**Exercise aim**
Would you output the whole listing below, exactly as it reads?

**Data provided**
(begin)

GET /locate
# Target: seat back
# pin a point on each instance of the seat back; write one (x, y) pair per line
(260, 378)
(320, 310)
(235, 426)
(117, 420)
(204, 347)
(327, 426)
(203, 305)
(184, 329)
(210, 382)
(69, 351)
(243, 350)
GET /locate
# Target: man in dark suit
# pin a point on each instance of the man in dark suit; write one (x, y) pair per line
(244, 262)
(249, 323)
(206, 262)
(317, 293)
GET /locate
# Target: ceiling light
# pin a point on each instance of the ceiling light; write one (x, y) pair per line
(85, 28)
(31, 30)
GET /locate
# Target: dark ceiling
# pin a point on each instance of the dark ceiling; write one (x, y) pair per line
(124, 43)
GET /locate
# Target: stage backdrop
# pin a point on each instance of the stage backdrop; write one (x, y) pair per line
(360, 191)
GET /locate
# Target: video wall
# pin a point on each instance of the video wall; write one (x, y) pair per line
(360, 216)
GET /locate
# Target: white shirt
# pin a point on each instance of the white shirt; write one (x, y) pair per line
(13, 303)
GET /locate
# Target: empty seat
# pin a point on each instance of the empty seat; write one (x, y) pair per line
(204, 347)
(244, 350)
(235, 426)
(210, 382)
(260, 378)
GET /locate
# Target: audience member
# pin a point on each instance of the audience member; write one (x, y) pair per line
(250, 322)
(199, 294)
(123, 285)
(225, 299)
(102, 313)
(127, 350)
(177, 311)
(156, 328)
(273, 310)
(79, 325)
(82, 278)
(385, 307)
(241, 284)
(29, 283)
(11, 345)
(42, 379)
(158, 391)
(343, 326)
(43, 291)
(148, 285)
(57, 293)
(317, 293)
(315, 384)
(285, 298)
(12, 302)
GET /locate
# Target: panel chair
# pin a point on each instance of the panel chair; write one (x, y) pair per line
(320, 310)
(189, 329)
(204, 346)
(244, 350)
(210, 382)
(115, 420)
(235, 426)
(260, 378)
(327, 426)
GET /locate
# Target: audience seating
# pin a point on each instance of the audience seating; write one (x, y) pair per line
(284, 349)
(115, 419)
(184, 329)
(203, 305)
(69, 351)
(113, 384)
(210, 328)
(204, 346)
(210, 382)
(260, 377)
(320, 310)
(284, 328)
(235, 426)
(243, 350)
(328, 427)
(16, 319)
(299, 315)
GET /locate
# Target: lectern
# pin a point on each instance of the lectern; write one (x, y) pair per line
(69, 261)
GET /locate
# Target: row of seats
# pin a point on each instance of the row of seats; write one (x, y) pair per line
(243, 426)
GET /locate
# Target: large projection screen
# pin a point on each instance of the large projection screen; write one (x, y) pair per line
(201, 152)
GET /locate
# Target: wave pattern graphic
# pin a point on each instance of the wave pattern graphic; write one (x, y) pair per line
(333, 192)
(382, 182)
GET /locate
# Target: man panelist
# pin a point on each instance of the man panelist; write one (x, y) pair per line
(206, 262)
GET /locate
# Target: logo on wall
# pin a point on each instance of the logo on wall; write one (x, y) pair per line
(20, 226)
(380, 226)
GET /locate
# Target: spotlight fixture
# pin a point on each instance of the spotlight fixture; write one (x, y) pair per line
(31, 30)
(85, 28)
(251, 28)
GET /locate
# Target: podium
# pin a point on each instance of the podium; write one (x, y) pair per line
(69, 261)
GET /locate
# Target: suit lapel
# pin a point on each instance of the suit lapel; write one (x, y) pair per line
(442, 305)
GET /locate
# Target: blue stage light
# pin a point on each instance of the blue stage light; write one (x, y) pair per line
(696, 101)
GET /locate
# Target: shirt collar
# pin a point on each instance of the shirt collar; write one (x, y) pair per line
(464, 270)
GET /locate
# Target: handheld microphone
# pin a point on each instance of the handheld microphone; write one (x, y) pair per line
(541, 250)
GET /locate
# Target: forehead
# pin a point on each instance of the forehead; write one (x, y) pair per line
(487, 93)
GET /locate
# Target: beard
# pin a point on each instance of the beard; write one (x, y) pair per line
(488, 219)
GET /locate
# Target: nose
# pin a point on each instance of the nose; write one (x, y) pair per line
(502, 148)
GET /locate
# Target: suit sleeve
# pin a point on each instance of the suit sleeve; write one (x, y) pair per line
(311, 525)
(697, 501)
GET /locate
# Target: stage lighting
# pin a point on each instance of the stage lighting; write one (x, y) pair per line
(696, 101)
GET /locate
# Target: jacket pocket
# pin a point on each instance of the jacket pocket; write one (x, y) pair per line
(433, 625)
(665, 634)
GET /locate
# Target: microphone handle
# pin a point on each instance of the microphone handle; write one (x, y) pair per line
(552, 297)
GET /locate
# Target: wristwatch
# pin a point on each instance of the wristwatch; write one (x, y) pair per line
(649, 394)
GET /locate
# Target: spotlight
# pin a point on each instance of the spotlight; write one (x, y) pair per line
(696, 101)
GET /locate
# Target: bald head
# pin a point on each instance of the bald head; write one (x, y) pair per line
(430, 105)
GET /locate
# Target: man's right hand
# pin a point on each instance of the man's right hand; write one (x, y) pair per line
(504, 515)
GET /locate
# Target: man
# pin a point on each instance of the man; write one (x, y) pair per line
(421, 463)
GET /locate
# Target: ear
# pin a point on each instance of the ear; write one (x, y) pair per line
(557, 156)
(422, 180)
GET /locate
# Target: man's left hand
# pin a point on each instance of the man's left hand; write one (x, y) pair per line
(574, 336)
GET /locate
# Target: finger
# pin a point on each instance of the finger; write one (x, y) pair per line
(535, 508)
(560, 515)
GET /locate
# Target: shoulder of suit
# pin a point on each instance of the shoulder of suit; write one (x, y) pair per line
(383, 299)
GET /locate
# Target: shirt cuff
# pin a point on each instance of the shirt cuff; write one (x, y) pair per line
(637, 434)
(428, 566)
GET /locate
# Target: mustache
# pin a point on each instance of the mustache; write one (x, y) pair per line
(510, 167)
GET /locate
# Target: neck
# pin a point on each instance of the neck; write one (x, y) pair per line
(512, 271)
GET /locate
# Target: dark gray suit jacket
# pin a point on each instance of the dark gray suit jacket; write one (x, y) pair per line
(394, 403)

(end)

**Reply**
GET /locate
# Target: seat back
# pin a point on each instance of the seat back; write one (x, y) pair per line
(260, 378)
(320, 310)
(235, 426)
(117, 420)
(204, 347)
(327, 426)
(203, 305)
(184, 329)
(210, 382)
(69, 351)
(243, 350)
GET /locate
# Target: man in dark suit
# pin a point on each instance of the man in dark suit; write one (x, y) pair per line
(244, 262)
(249, 323)
(206, 262)
(317, 293)
GET /locate
# Target: ceiling light
# pin a point on each instance of the ceiling light; write one (x, y) pair per line
(85, 28)
(31, 30)
GET /locate
# Target: dark ceiling
# pin a point on each instance of the dark ceiling; write one (x, y) pair per line
(124, 43)
GET /locate
# Target: stage backdrop
# pin a point on each instance of the stage backdrop; write one (x, y) pair per line
(360, 191)
GET /locate
# Target: video wall
# pin a point on each instance of the video wall; write one (x, y) pair per line
(360, 216)
GET /locate
# Target: white shirt
# pin a point on each instance of the white shirt; write one (x, y) pair per line
(13, 303)
GET /locate
# Target: empty seat
# pin a point on each instance of the empty seat; write one (x, y) pair per line
(204, 347)
(244, 350)
(235, 426)
(210, 382)
(260, 378)
GET /locate
# Target: audience member
# pin a point on each instance of the audience member; write one (x, y) pair per line
(250, 322)
(199, 294)
(123, 285)
(225, 299)
(102, 313)
(127, 350)
(177, 311)
(156, 328)
(273, 310)
(79, 325)
(82, 278)
(385, 307)
(241, 284)
(29, 283)
(11, 345)
(42, 379)
(158, 391)
(343, 326)
(43, 291)
(148, 285)
(57, 293)
(317, 293)
(315, 384)
(285, 298)
(12, 302)
GET /locate
# Target: panel chair
# pin a point on each instance of the panel chair; write one (x, y) pair per line
(320, 310)
(189, 329)
(204, 346)
(244, 350)
(210, 382)
(115, 420)
(235, 426)
(260, 378)
(327, 426)
GET /locate
# Target: audience seating
# pin a point on each instance of the audience seating; write one (x, y) pair per line
(284, 349)
(115, 419)
(184, 329)
(203, 305)
(69, 351)
(113, 384)
(210, 328)
(204, 346)
(210, 382)
(260, 377)
(320, 310)
(284, 328)
(235, 426)
(243, 350)
(328, 427)
(16, 319)
(299, 315)
GET /locate
# Target: lectern
# pin a point on each instance of the lectern; write one (x, y) pair per line
(69, 261)
GET /locate
# Target: row of seats
# pin a point on each instance of the row of seats; write one (x, y) pair per line
(243, 426)
GET /locate
# Target: large projection screen
# pin a point on each instance of the large projection screen; write one (x, y) pair per line
(201, 152)
GET /locate
# Target: wave pattern graphic
# pin a point on each instance of the wave pattern graphic; write one (x, y) pair per line
(333, 192)
(382, 182)
GET /locate
# Target: man panelist
# pin a point on each instance of the man panelist; write one (x, y) pair per line
(206, 262)
GET /locate
# Target: logo on wall
# pin a point on each instance of the logo on wall; write one (x, y) pair per line
(20, 226)
(380, 226)
GET /locate
# Target: spotlight fixture
# pin a point on each instance of the spotlight fixture; write one (x, y) pair per line
(31, 30)
(85, 28)
(251, 28)
GET /locate
# Target: podium
# pin a point on each instance of the podium; write one (x, y) pair per line
(69, 261)
GET /locate
# Target: suit lapel
# pin a point on each instance of the suit lapel; write one (x, y) pair per line
(442, 305)
GET /locate
# Target: blue stage light
# pin a point on each instance of the blue stage light; write one (x, y) pair per line
(696, 101)
GET /locate
# Target: shirt collar
# pin a point on each instance of the shirt collar; write one (x, y) pair per line
(464, 270)
GET /locate
# Target: handheld microphone
# pin a point on each instance of the handheld microphone; write one (x, y) pair per line
(541, 250)
GET /locate
# Target: forehead
# pin a point on each instance of the forehead; write one (x, y) pair per line
(487, 93)
GET /locate
# Target: beard
# pin a point on each instance of the beard; write one (x, y) pair per line
(488, 219)
GET /locate
# Target: nose
# pin a point on each instance of the nose; write one (x, y) pair per line
(502, 148)
GET /locate
# Target: suit sleeve
# pin a point on each instance of the suit sleeve; write one (x, y) pair per line
(311, 525)
(697, 501)
GET /locate
# Target: stage lighting
# pin a point on each instance of the stage lighting; write one (x, y) pair per line
(696, 101)
GET /locate
# Target: jacket pocket
# pin a point on each instance of the jacket pocket; write one (x, y) pair per line
(433, 625)
(665, 634)
GET /locate
# Target: microphone handle
# pin a point on each instance of the microphone handle; write one (x, y) pair per line
(552, 297)
GET /locate
# Target: wristwatch
# pin a point on each instance of the wristwatch; write one (x, y) pair per line
(649, 394)
GET /locate
# Target: spotlight
# pin a point on each instance of the spotlight; write one (x, y) pair per line
(696, 101)
GET /locate
# Target: bald head
# pin a point on each instance of the bald head; write one (x, y) pair per line
(430, 105)
GET /locate
# Target: man's right hand
# pin a point on each instance of the man's right hand; write one (x, y) pair per line
(504, 515)
GET /locate
# Target: man
# pin a point on each instance of the man; write one (x, y) pair per line
(421, 463)
GET /locate
# Target: ear
# pin a point on each instance of the ear; write one (x, y) pair per line
(557, 156)
(422, 180)
GET /locate
# Target: man's left hand
# pin a point on each instance of the man's left hand; write one (x, y) pair per line
(574, 336)
GET /locate
# Target: finger
# pin a point on each instance of the finger; write one (x, y) pair per line
(535, 508)
(560, 515)
GET /locate
# Target: shoulder of suit
# pin a point on each instance of the shoulder of suit; write one (x, y) pair per line
(383, 299)
GET /locate
# Target: shirt cuff
# pin a point on each instance of the shirt cuff; write one (x, y) pair per line
(637, 434)
(428, 566)
GET /locate
# Target: mustache
# pin a point on each instance of the mustache; write one (x, y) pair per line
(510, 167)
GET /locate
# Target: neck
# pin a point on each instance of the neck; write one (x, y) pair per line
(512, 271)
GET /locate
# Target: dark gray suit jacket
# pin a point on each instance of the dark gray suit jacket; write one (x, y) pair per line
(394, 403)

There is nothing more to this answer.